• Consigna escrita: Repite sin cambios las líneas de los registros de abajo que empiezan en la que contiene "Q: What bounding box encloses the balcony" y llegan hasta el final de los registros, ambos extremos incluidos.

• Elementos almacenados del conjunto de datos:
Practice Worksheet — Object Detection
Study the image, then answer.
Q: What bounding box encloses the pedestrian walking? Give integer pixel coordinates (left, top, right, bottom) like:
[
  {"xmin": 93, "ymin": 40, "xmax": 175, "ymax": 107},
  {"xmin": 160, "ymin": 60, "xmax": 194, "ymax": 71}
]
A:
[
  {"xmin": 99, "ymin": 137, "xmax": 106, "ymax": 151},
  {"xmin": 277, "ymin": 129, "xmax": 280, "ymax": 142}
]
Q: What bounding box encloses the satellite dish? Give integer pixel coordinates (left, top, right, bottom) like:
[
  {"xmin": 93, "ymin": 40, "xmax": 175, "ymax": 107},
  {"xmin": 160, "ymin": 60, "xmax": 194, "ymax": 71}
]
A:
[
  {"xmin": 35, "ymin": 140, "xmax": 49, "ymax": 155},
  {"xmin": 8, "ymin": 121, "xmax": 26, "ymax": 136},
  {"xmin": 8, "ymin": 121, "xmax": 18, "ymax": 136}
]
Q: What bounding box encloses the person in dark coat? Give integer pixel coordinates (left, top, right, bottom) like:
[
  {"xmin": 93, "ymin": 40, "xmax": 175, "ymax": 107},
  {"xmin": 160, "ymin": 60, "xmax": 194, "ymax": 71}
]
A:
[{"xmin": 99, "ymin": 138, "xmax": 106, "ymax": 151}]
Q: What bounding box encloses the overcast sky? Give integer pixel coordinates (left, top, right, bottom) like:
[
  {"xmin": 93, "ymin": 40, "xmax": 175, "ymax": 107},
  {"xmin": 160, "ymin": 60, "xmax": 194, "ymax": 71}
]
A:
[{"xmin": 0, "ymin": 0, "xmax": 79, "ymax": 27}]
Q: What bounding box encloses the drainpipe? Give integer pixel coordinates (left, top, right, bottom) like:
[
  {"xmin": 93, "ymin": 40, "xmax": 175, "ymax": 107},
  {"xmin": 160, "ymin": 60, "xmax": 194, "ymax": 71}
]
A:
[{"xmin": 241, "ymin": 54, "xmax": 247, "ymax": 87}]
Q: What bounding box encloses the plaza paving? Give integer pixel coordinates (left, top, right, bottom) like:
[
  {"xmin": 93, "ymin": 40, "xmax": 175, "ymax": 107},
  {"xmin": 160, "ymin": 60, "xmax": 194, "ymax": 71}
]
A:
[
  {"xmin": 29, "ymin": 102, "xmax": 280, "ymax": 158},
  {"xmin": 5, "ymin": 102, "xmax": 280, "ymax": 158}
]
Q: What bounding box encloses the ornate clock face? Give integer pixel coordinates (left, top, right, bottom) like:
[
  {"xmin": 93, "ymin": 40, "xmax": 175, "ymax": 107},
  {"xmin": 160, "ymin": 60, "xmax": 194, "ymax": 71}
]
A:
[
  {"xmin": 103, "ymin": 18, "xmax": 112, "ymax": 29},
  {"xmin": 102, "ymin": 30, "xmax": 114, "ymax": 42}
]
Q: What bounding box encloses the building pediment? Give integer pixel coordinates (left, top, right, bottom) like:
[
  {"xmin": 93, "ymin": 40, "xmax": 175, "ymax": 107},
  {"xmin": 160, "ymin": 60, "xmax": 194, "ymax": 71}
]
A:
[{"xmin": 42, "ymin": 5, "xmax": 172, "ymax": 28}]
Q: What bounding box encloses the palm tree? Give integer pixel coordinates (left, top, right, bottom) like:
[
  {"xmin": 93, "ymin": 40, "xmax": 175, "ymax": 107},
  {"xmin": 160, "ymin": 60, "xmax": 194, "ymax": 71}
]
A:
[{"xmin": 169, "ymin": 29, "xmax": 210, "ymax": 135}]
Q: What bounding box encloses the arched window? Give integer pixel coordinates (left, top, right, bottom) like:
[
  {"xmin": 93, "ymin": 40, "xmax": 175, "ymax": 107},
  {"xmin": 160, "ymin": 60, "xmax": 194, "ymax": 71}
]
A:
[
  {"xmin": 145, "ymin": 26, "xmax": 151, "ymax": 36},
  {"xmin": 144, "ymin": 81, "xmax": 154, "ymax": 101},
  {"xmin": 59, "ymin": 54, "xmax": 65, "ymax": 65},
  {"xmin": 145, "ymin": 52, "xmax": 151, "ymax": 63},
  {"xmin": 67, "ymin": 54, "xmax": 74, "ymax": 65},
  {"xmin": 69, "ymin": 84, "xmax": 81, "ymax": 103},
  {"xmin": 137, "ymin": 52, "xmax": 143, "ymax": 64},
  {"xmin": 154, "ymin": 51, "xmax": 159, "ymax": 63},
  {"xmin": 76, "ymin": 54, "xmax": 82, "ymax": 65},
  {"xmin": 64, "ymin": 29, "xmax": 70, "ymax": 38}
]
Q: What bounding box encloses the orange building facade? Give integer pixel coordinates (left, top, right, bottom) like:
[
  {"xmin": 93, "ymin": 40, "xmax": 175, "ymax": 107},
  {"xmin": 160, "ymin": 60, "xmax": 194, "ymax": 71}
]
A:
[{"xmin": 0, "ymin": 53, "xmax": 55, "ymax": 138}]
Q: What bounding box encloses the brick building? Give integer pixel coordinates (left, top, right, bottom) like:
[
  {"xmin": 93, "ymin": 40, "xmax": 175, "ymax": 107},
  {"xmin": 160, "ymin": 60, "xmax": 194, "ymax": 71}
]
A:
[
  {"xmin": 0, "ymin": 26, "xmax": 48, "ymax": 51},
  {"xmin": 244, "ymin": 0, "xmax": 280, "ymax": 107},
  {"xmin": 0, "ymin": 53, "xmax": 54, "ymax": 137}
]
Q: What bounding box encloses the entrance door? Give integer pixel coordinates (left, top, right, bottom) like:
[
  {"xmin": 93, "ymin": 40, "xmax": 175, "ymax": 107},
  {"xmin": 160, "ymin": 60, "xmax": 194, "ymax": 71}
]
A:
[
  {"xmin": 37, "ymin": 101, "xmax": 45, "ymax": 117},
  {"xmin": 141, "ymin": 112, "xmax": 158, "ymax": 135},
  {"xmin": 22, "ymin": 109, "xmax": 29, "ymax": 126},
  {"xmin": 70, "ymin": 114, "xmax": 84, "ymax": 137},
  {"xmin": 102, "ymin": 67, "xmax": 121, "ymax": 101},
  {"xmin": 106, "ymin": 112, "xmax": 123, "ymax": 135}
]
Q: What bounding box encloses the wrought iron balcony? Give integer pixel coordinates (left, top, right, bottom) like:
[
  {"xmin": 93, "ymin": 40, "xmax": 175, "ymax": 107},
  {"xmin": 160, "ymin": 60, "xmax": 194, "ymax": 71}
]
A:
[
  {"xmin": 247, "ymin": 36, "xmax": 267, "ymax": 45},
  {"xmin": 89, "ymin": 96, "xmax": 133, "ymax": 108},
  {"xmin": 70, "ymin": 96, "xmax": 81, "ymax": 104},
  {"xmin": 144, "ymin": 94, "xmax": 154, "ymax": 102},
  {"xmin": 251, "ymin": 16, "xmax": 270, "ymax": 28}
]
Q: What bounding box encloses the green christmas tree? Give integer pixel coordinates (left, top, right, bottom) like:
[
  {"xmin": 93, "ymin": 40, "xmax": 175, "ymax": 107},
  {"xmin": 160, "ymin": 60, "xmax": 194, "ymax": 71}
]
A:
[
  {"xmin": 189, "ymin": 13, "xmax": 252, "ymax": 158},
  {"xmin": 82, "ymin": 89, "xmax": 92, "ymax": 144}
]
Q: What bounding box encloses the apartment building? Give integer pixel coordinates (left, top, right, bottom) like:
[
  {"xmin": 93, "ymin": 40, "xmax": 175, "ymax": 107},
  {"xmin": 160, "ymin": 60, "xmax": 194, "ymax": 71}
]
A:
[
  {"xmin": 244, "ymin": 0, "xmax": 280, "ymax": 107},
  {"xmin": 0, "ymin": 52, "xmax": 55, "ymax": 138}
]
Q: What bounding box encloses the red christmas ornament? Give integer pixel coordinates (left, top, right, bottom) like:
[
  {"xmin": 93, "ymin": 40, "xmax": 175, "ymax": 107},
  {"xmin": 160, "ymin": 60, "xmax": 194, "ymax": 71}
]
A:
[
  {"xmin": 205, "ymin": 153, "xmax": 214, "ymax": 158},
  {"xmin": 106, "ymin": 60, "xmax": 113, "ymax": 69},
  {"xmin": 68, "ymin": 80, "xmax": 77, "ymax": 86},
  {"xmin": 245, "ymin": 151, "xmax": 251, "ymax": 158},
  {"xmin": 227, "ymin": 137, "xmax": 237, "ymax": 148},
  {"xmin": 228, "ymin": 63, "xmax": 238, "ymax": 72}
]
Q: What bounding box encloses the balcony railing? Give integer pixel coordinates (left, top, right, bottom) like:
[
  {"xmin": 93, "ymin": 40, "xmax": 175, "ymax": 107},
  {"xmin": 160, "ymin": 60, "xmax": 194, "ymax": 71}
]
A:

• Respuesta:
Q: What bounding box encloses the balcony railing? Give integer pixel coordinates (left, top, right, bottom) like:
[
  {"xmin": 93, "ymin": 40, "xmax": 175, "ymax": 107},
  {"xmin": 160, "ymin": 60, "xmax": 194, "ymax": 71}
]
A:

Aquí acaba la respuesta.